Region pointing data
..............................

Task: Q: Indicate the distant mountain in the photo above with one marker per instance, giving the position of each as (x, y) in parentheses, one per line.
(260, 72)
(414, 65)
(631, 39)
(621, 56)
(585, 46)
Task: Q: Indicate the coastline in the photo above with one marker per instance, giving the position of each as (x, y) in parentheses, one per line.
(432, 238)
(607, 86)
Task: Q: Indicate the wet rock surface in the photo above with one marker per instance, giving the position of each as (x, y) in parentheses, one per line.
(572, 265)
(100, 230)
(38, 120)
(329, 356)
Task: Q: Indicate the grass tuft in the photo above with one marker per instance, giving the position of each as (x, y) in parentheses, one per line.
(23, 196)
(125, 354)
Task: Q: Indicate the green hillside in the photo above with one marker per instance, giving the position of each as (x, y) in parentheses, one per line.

..............................

[WORK TASK]
Copy the data above in full, character for character.

[PROBLEM SOLUTION]
Task: Q: Indicate the distant mountain in the photo above with one marker per instance, giving the position of each as (x, y) in parentheses, one per line.
(260, 72)
(414, 65)
(631, 39)
(621, 56)
(585, 46)
Task: Q: Indicate the coastline in the photo above with one marker per instance, giving the position of each as (x, y) in parentheses, one per line.
(432, 238)
(607, 86)
Task: Q: Indicate the wet rock surface in the photo above with one marker per instance, giving the position of each as (x, y) in parentheses, one per line.
(572, 265)
(100, 230)
(38, 120)
(329, 356)
Task: Q: Indicate the grass tuft in the photo above with one marker per instance, giving the position of each as (x, y) in parentheses, one per line.
(23, 196)
(125, 354)
Task: Q: Indicate the green hillside in the photo above with one marker per instance, giving the position of each as (x, y) in parentheses, one per line.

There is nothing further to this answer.